Required actions
(a) Translate the sentence "Automate everything with cron:" from the Aztec cron excerpt into Spanish.
(b) Answer these from the Aztec cron excerpt, one line each:
(i) How often does the watchdog job run?
(ii) At what time of day does the backup job run?
(iii) Which file does the daily report script source first?
(c) Resume the Aztec cron excerpt from where it stops.

Automate everything with cron:

# Open crontab editor
crontab -e

Add these lines:

# Aztec Ops Toolkit - Automated Tasks
# ===================================

# Watchdog - Every 5 minutes
*/5 * * * * /root/aztec-ops/watchdog.sh >> /var/log/aztec-watchdog.log 2>&1

# Disk monitor - Every hour
0 * * * * /root/aztec-ops/disk-monitor.sh >> /var/log/aztec-ops.log 2>&1

# Backup - Daily at 3 AM
0 3 * * * /root/aztec-ops/backup.sh >> /var/log/aztec-backup.log 2>&1

# Log rotation - Weekly on Sunday at 4 AM
0 4 * * 0 /root/aztec-ops/log-rotate.sh >> /var/log/aztec-ops.log 2>&1

# Daily health report - Every day at 9 AM
0 9 * * * /root/aztec-ops/daily-report.sh >> /var/log/aztec-ops.log 2>&1

8. Daily Health Report​

cat > ~/aztec-ops/daily-report.sh << 'EOF'
#!/bin/bash
# Daily Health Report for Aztec Nodes

source ~/aztec-ops/.env
source ~/aztec-ops/telegram-alert.sh

# Gather metrics
uptime_info=$(uptime -p)

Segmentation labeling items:
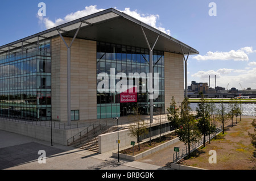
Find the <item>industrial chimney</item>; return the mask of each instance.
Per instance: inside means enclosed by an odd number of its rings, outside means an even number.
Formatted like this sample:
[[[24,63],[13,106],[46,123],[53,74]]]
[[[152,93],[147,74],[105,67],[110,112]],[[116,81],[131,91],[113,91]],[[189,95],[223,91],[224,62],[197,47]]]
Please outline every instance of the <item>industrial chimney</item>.
[[[210,87],[210,75],[209,75],[209,87]]]
[[[215,88],[216,89],[216,75],[215,75]]]

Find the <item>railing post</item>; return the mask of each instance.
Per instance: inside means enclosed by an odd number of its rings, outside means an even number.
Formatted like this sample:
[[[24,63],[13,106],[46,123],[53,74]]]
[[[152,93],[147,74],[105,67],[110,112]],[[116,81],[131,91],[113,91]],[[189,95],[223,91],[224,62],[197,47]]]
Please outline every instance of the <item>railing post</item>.
[[[175,163],[175,162],[174,162],[174,163]]]

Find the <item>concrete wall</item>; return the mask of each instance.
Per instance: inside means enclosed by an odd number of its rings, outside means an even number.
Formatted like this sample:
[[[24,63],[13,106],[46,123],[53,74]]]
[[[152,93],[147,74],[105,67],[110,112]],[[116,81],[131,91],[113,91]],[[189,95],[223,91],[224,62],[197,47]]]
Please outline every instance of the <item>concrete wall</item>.
[[[162,125],[161,133],[164,133],[170,131],[169,124],[164,124]],[[159,134],[159,126],[152,126],[151,127],[151,137],[155,136],[158,136]],[[148,128],[149,129],[149,128]],[[135,141],[137,142],[138,140],[136,137],[131,137],[129,135],[129,130],[125,129],[119,131],[119,140],[120,144],[119,145],[119,149],[123,148],[126,146],[131,145],[131,141]],[[150,136],[150,133],[141,138],[141,141],[149,138]],[[109,151],[117,149],[117,132],[109,133],[98,136],[98,146],[99,153],[103,153]]]
[[[164,52],[164,111],[170,107],[172,96],[175,102],[184,99],[184,61],[182,54]]]
[[[131,137],[128,135],[129,130],[119,131],[119,149],[130,145],[131,141],[136,141],[136,138]],[[98,136],[98,153],[103,153],[109,151],[117,149],[117,132],[109,133]]]
[[[72,129],[52,128],[52,142],[63,145],[67,145],[67,140],[79,133],[84,128]],[[51,128],[30,124],[7,120],[0,121],[0,129],[29,136],[36,139],[51,142]]]
[[[97,119],[96,50],[95,41],[76,39],[71,47],[71,110],[80,111],[80,120]],[[61,121],[67,121],[67,62],[63,41],[52,39],[52,118]]]
[[[127,159],[127,160],[135,161],[136,161],[137,159],[142,158],[143,158],[143,157],[146,157],[146,156],[147,156],[147,155],[148,155],[149,154],[151,154],[152,153],[155,153],[156,151],[159,151],[159,150],[160,150],[162,149],[163,149],[164,148],[167,148],[167,146],[169,146],[170,145],[173,145],[173,144],[174,144],[175,143],[176,143],[176,142],[177,142],[178,141],[179,141],[179,138],[174,138],[174,139],[173,139],[172,140],[167,141],[167,142],[165,142],[164,144],[161,144],[160,145],[158,145],[158,146],[155,146],[155,147],[154,147],[153,148],[151,148],[151,149],[150,149],[149,150],[144,151],[143,153],[139,153],[139,154],[137,154],[135,155],[127,155],[127,154],[119,153],[119,157],[121,158],[124,158],[124,159]],[[112,153],[112,155],[113,157],[118,157],[118,153],[116,153],[116,152],[113,152]]]

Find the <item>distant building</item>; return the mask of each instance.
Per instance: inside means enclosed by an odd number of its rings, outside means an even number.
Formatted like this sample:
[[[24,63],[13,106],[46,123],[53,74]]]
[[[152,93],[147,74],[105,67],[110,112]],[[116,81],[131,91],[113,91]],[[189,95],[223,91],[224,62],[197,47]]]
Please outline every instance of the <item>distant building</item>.
[[[196,82],[196,81],[192,81],[191,85],[188,86],[188,90],[191,91],[200,92],[203,94],[207,94],[209,91],[209,86],[208,83],[203,82]]]
[[[232,87],[230,90],[229,90],[229,92],[232,94],[238,94],[238,90],[237,89],[236,87]]]
[[[215,90],[217,91],[224,91],[224,90],[226,90],[226,89],[225,87],[217,86],[217,87],[215,87]]]

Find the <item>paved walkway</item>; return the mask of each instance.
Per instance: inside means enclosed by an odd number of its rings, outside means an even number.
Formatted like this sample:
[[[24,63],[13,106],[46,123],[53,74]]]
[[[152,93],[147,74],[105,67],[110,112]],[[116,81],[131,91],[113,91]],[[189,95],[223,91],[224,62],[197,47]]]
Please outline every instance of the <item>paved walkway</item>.
[[[112,157],[112,151],[98,154],[9,132],[0,131],[0,169],[7,170],[166,170],[143,162]],[[40,150],[46,151],[46,163],[39,163]]]
[[[137,161],[164,167],[167,163],[172,162],[174,161],[174,153],[176,153],[174,151],[174,147],[179,147],[182,149],[185,146],[183,142],[178,141],[162,150],[138,159]]]

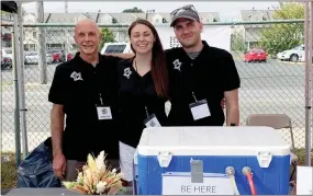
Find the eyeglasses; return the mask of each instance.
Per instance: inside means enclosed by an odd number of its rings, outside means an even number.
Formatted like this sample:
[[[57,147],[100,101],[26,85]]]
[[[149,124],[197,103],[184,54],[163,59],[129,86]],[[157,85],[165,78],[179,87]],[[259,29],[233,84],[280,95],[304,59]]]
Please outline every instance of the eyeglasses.
[[[172,12],[170,12],[170,16],[174,18],[174,16],[176,16],[178,13],[183,12],[183,11],[189,11],[189,10],[191,10],[191,11],[193,11],[193,12],[195,12],[195,13],[198,14],[195,8],[194,8],[192,4],[188,4],[188,5],[178,8],[178,9],[176,9],[176,10],[174,10]]]

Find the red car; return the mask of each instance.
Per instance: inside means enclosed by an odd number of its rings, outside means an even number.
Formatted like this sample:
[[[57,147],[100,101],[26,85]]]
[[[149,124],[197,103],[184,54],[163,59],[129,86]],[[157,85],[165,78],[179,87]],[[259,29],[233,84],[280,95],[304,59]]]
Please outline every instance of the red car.
[[[245,62],[250,62],[250,61],[265,61],[267,60],[267,53],[265,53],[262,49],[257,49],[254,48],[251,50],[249,50],[248,53],[245,54],[244,57],[244,61]]]

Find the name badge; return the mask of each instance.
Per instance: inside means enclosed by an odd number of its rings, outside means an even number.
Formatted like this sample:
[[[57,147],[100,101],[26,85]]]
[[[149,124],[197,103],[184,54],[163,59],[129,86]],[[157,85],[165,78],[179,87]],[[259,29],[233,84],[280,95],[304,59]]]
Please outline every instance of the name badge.
[[[103,105],[97,105],[98,119],[112,119],[111,108]]]
[[[201,100],[199,102],[189,104],[189,107],[194,120],[211,116],[206,100]]]
[[[161,127],[155,114],[148,116],[144,120],[144,124],[146,125],[146,127]]]

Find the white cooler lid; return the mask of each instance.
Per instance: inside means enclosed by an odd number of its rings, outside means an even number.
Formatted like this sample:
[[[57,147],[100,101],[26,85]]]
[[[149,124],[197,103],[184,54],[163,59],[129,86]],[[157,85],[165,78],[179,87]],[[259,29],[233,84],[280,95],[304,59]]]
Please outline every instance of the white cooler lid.
[[[137,146],[141,155],[290,154],[290,146],[270,127],[149,127]]]

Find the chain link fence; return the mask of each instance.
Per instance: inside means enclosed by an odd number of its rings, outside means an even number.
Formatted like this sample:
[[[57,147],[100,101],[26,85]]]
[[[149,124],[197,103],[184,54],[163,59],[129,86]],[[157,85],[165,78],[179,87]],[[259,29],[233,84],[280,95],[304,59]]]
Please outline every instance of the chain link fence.
[[[246,125],[250,114],[284,113],[291,118],[297,148],[305,147],[303,25],[303,21],[280,21],[239,23],[231,27],[232,54],[242,79],[241,124]],[[107,28],[107,38],[109,32],[114,42],[127,42],[127,26],[101,27]],[[10,26],[1,28],[11,32]],[[51,82],[56,66],[71,59],[77,46],[72,38],[74,25],[54,25],[41,30],[40,26],[29,25],[24,26],[23,35],[26,130],[31,151],[51,135],[52,104],[47,101]],[[10,65],[11,39],[9,36],[2,37],[1,42],[1,149],[14,151],[13,73],[10,66],[2,66]],[[46,43],[41,46],[44,46],[44,50],[38,51],[38,44],[43,42]],[[42,55],[46,56],[45,65],[38,65]],[[279,131],[288,142],[291,141],[289,130]]]

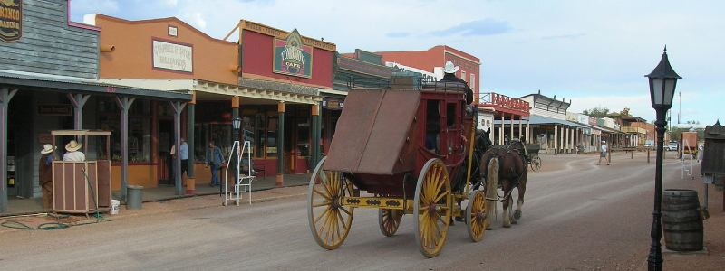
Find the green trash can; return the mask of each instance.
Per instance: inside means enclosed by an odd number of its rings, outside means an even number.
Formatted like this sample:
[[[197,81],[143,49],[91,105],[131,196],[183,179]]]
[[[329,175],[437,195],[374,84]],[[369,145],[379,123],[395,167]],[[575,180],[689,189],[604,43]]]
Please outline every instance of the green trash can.
[[[141,209],[143,201],[143,186],[129,185],[126,186],[126,209]]]

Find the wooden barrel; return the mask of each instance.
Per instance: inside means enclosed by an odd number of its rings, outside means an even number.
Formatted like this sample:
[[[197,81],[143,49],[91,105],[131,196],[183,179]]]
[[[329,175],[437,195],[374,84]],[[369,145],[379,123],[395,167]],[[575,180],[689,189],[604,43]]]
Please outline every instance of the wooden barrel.
[[[702,250],[702,220],[694,190],[668,189],[662,199],[665,248],[675,251]]]

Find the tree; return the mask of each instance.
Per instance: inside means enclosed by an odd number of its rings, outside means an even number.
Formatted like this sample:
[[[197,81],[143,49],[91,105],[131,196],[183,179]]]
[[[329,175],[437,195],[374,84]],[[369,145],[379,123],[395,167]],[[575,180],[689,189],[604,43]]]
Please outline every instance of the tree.
[[[606,116],[609,114],[609,108],[598,106],[591,109],[585,109],[582,111],[582,114],[593,117],[606,117]]]

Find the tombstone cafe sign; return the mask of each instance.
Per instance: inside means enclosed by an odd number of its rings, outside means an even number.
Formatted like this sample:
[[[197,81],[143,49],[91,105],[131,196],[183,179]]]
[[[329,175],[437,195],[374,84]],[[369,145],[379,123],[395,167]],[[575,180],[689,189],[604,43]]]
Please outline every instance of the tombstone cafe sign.
[[[23,37],[23,0],[0,0],[0,40],[14,42]]]
[[[312,78],[312,46],[305,45],[295,29],[285,39],[275,38],[273,72]]]

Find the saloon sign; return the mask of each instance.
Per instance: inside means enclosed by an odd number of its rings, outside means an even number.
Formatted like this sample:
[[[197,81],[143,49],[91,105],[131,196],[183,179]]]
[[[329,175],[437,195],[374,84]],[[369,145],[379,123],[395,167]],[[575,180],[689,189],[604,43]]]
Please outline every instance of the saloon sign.
[[[304,45],[295,29],[285,39],[275,38],[273,72],[312,78],[312,46]]]
[[[23,0],[0,0],[0,40],[14,42],[23,37]]]

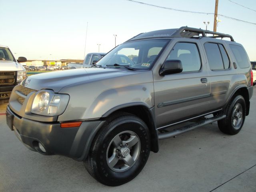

Answers provided
(a) Automatiza todo con cron:

(b)
(i) Every 5 minutes
(ii) 3 AM
(iii) ~/aztec-ops/.env

(c)
disk_usage=$(df -h / | awk 'NR==2 {print $5}')
memory_info=$(free -h | awk 'NR==2 {printf "Used: %s / Total: %s", $3, $2}')
container_status=$(docker ps --filter "name=${NODE_CONTAINER}" --format "{{.Status}}" 2>/dev/null || echo "Unknown")

# Docker stats
if docker ps -q --filter "name=${NODE_CONTAINER}" | grep -q .; then
docker_stats=$(docker stats "${NODE_CONTAINER}" --no-stream --format "CPU: {{.CPUPerc}} | Mem: {{.MemUsage}}" 2>/dev/null)
else
docker_stats="Container not running"
fi

# Check last backup
last_backup=$(ls -t ${BACKUP_DIR}/aztec-backup-* 2>/dev/null | head -1)
if [[ -n "$last_backup" ]]; then
backup_date=$(stat -c %y "$last_backup" | cut -d'.' -f1)
backup_info="Last: $backup_date"
else
backup_info="No backups found"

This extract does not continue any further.